▶ **TASK BRIEF**
Write out all the data below exactly.
*** Block opens ***
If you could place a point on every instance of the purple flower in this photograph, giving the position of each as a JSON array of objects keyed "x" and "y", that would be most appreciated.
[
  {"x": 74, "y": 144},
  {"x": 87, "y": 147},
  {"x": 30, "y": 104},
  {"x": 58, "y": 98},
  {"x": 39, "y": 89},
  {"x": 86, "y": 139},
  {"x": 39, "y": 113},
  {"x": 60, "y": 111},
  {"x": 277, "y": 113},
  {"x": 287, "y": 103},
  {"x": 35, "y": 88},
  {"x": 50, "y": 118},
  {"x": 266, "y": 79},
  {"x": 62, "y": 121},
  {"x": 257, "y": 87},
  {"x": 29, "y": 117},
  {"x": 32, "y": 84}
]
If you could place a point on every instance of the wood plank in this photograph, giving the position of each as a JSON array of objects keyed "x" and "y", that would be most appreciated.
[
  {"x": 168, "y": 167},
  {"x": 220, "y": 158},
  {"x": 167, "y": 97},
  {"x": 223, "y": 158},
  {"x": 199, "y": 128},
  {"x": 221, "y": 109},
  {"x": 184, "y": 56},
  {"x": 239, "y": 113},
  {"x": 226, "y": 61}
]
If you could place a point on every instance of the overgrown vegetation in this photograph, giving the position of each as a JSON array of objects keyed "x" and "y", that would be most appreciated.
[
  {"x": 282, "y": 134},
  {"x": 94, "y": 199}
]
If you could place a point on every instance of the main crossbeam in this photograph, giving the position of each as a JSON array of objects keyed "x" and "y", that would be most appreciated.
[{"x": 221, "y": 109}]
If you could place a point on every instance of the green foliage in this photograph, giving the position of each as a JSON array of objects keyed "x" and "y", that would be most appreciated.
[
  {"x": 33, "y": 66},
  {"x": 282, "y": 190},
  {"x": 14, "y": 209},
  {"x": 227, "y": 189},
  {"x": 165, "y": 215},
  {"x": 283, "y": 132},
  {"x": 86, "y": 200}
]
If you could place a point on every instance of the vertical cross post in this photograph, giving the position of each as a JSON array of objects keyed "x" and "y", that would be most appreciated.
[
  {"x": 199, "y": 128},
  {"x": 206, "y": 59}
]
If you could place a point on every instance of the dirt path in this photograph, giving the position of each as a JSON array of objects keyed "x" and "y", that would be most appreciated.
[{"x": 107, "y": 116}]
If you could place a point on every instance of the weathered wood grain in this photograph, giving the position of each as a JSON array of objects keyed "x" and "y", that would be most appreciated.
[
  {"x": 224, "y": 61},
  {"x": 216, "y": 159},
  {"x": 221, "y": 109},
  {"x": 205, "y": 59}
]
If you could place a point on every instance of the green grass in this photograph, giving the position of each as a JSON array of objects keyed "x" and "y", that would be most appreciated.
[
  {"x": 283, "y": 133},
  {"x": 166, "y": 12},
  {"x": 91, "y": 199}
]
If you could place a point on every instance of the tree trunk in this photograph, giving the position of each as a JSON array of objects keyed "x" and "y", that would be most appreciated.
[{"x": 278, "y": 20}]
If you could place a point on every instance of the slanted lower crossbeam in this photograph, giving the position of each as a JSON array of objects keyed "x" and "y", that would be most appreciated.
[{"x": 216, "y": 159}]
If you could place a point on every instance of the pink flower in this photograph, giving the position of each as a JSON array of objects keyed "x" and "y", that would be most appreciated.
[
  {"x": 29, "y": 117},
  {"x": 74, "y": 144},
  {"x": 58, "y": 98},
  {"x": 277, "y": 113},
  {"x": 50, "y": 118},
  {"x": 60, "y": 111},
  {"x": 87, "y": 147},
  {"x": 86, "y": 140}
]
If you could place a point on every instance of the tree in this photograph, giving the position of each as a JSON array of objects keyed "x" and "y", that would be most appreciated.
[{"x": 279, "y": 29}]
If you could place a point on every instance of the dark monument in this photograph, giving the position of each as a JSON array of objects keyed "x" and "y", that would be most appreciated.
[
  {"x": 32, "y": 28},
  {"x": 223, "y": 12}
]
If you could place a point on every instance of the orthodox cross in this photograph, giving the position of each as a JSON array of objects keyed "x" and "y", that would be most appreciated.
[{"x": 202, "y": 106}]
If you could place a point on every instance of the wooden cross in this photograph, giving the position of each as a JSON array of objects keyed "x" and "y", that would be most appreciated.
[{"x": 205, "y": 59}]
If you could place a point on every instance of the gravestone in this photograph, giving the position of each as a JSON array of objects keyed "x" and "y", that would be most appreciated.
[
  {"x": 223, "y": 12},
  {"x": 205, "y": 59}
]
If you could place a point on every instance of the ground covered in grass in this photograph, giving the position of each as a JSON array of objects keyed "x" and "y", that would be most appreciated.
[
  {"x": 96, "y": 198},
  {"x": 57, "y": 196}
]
*** Block closes ***
▶ **RESPONSE FOR THIS EXERCISE**
If you could place a point on every instance of the purple flower in this photograph, giving the position of each as a JSON array of objects keyed "x" and "y", that would be most appreciated.
[
  {"x": 74, "y": 144},
  {"x": 87, "y": 147},
  {"x": 30, "y": 104},
  {"x": 58, "y": 98},
  {"x": 39, "y": 89},
  {"x": 86, "y": 139},
  {"x": 39, "y": 113},
  {"x": 60, "y": 111},
  {"x": 277, "y": 113},
  {"x": 287, "y": 103},
  {"x": 35, "y": 88},
  {"x": 50, "y": 118},
  {"x": 266, "y": 79},
  {"x": 62, "y": 121},
  {"x": 257, "y": 87},
  {"x": 29, "y": 117},
  {"x": 32, "y": 84}
]
If you could place a point on every instance of the wood plank in this photograph, giving the position of each as a JSON array of objects keyed "x" and "y", that would be most appreciated.
[
  {"x": 168, "y": 167},
  {"x": 220, "y": 158},
  {"x": 167, "y": 97},
  {"x": 223, "y": 158},
  {"x": 199, "y": 128},
  {"x": 221, "y": 109},
  {"x": 184, "y": 56},
  {"x": 239, "y": 113},
  {"x": 226, "y": 61}
]
If you could place a point on every instance of the overgrown vegetation in this photograph, giving the position of each as a JSON array of objects keyed "x" and "y", that would be most appreciated.
[
  {"x": 282, "y": 134},
  {"x": 94, "y": 199}
]
If you could place a point on every instance of the main crossbeam in this photograph, giving the position of each as a JSON array of objects keyed "x" and "y", that would be most appreciated.
[{"x": 221, "y": 109}]
If you could place a point on every instance of the green foliage in this photograph, giving the position of each as a JSON array of objects keyed "x" and "y", that would be most appreciated.
[
  {"x": 33, "y": 66},
  {"x": 282, "y": 190},
  {"x": 14, "y": 209},
  {"x": 227, "y": 189},
  {"x": 165, "y": 215},
  {"x": 283, "y": 132},
  {"x": 86, "y": 200}
]
If you could place a point on every instance of the vertical cross post in this photograph, giving the position of each as a JSON array of objects keyed "x" and "y", that would be most appreciated.
[
  {"x": 199, "y": 128},
  {"x": 206, "y": 59}
]
If you could place a point on every instance of the dirt path in this photograph, giving the position of each as a JSON array of objects keyed "x" and "y", that would be most appreciated.
[{"x": 107, "y": 116}]
If you could place a point on every instance of the weathered wood grain in this photograph, giving the position of each as a JSON array of objects keyed "x" and "y", that would be most appreciated.
[
  {"x": 224, "y": 61},
  {"x": 216, "y": 159},
  {"x": 221, "y": 109},
  {"x": 205, "y": 59}
]
If you could place a point on every instance of the green grass in this photograph, giving the position of each as a JSON array of objects keyed "x" and "y", that would be most appreciated.
[
  {"x": 283, "y": 133},
  {"x": 166, "y": 12},
  {"x": 91, "y": 199}
]
If you could place a point on every instance of the tree trunk in this photograph, giving the position of each as a JSON array of objects keyed "x" and "y", that would be most appreciated.
[{"x": 278, "y": 20}]
If you could place a point on every instance of the slanted lower crossbeam in this photograph, giving the position of each as a JSON array of objects keyed "x" and "y", that would be most appreciated.
[{"x": 216, "y": 159}]
If you could place a point on every instance of the pink flower in this photograph, giving the position of each as a JSON array of objects keyed "x" and "y", that would be most appreciated.
[
  {"x": 29, "y": 117},
  {"x": 74, "y": 144},
  {"x": 58, "y": 98},
  {"x": 277, "y": 113},
  {"x": 50, "y": 118},
  {"x": 60, "y": 111},
  {"x": 87, "y": 147},
  {"x": 86, "y": 140}
]
If you could place a point on every instance of the tree in this photograph, giving the position of each as a JSON array of objects keyed "x" and "y", that would be most appreciated.
[{"x": 279, "y": 29}]
If you could place a point on every instance of the dark monument in this photograph, giving the position of each as a JSON array of objects keyed "x" and "y", that would be most appreciated.
[
  {"x": 32, "y": 28},
  {"x": 223, "y": 12}
]
If you could place a point on every instance of the orthodox cross in this photograph, giving the position of each as a JSON array of objects keyed "x" and "y", that would be most appreciated.
[{"x": 202, "y": 106}]
If you could place a point on every instance of the wooden cross in this photograph, giving the position of each as a JSON array of objects keyed "x" and "y", that would be most appreciated.
[{"x": 205, "y": 59}]
If you could place a point on every instance of the gravestone in this photograph, giving the position of each as a JSON array of objects keyed "x" and "y", that would be most appreciated.
[
  {"x": 223, "y": 12},
  {"x": 205, "y": 59}
]
If you could place a point on every instance of the ground covered in grass in this photograph, giving the position of each as a JSON array of objects keyed "x" and "y", that would be most appreciated.
[
  {"x": 96, "y": 198},
  {"x": 57, "y": 196}
]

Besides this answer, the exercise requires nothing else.